### Given problem
Reproduce the part of the listing that runs from its first line through the line containing "top-left (80, 159), bottom-right (89, 168)", swapping each "detections" for "results" and leaving everything else as it is. Give only those lines.

### Entries from an annotation dataset
-=-=-=-=-
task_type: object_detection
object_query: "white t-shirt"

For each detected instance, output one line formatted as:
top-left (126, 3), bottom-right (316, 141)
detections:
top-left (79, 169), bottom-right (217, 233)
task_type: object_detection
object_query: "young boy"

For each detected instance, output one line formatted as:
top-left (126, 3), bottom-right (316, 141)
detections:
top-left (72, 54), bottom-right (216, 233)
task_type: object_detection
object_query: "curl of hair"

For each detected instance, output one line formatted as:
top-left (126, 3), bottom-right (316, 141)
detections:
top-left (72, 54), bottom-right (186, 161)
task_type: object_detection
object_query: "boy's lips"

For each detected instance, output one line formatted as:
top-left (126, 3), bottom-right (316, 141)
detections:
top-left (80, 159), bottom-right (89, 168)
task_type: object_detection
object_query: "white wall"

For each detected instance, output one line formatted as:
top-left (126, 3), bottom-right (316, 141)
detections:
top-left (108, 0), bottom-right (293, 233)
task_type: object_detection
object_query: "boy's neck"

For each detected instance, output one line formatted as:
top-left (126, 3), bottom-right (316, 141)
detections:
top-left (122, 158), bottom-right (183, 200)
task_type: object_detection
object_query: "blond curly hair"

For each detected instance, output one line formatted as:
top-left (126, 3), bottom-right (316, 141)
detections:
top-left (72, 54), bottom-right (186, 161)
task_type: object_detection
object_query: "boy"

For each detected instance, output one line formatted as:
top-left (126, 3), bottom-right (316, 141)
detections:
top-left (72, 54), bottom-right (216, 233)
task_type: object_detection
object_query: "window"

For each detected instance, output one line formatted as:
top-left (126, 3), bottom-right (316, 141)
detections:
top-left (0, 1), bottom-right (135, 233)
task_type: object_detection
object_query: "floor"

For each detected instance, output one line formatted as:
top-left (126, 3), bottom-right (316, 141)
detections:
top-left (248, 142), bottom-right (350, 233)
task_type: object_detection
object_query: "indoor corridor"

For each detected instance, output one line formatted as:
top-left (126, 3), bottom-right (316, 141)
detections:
-=-=-=-=-
### Output
task_type: object_detection
object_query: "white t-shirt"

For each detected instance, output one line formatted as:
top-left (126, 3), bottom-right (316, 141)
results:
top-left (79, 169), bottom-right (217, 233)
task_type: object_detection
object_query: "young boy"

For each detected instance, output one line formatted as:
top-left (126, 3), bottom-right (316, 141)
results:
top-left (72, 54), bottom-right (216, 233)
task_type: object_detection
object_query: "curl of hair"

For each detected instance, output one line formatted as:
top-left (126, 3), bottom-right (316, 141)
results:
top-left (72, 54), bottom-right (186, 161)
task_type: object_detection
object_query: "boy's lips"

For each detected instance, output one line formatted as:
top-left (126, 3), bottom-right (316, 141)
results:
top-left (80, 159), bottom-right (89, 168)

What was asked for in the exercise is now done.